De hecho lo principal ya lo habían visto esos notables precursores de la economía moderna, los escolásticos españoles del siglo XVI, que destacaban que lo que llamaban pretium mathematicum, el precio matemático, dependía de tantas circunstancias particulares que nunca podría ser conocido por el hombre y solo era conocido por Dios.[5]
A veces deseo que nuestros economistas matemáticos hicieran caso de esto. Debo confesar que sigo dudando si su búsqueda de magnitudes medibles ha hecho contribuciones importantes a nuestro conocimiento teórico de los fenómenos económicos, algo distinto de su valor como una descripción de situaciones concretas. Tampoco estoy dispuesto a aceptar la excusa de que esta rama de investigación sea aún demasiado joven: ¡Después de todo, Sir William Petty, el fundador de la econometría, era un colega veterano de Sir Isaac Newton en la Royal Society!

Puede haber pocos casos en que la superstición de que solo las magnitudes medibles puedan ser importantes haya hecho un daño real en el campo económico: pero los problemas actuales de inflación y desempleo son uno muy serio. Su efecto ha sido que lo que es probablemente la verdadera causa del extenso desempleo haya sido desechada por la mayoría de los economistas de mentalidad científica, porque su funcionamiento no podría confirmarse por relaciones directamente observables entre magnitudes mensurables y esa casi exclusiva concentración en fenómenos superficiales mensurables cuantitativamente ha producido una política que ha empeorado las cosas.

Por supuesto, tiene que admitirse que el tipo de teoría que considero como la verdadera explicación del desempleo es una teoría de un contenido algo limitado, porque nos permite realizar solo predicciones muy generales del tipo de eventos que debemos esperar en una situación concreta. Pero los efectos en política de las construcciones más ambiciosas no han sido muy afortunados y confieso que prefiero un conocimiento real pero imperfecto, aunque deje muchos indeterminado e impredecible, a una pretensión de conocimiento exacto que es probable que sea falso. El crédito que la aparente conformidad con patrones científicos reconocidos puede ganar por teorías aparentemente simples pero falsas, puede tener graves consecuencias, como demuestra el caso actual.

####

Según el pasaje sobre economía, ¿a quién se presenta como el fundador de la econometría?

Datos proporcionados:
####

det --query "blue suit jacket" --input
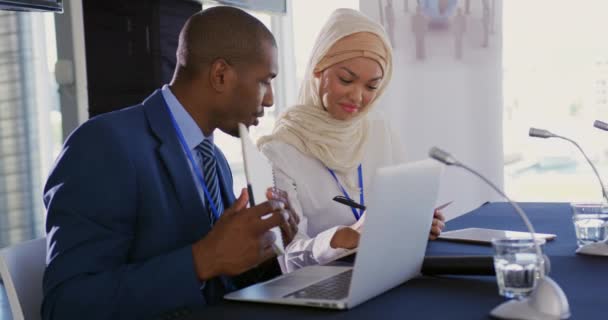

####

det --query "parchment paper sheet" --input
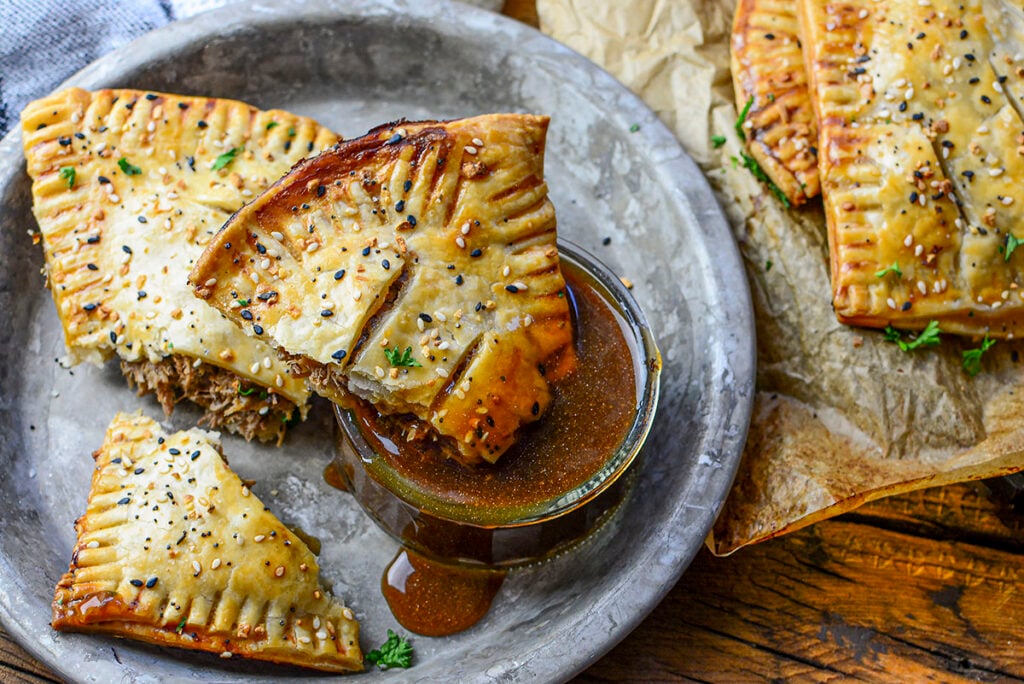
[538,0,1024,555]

####

Resultado:
Sir William Petty.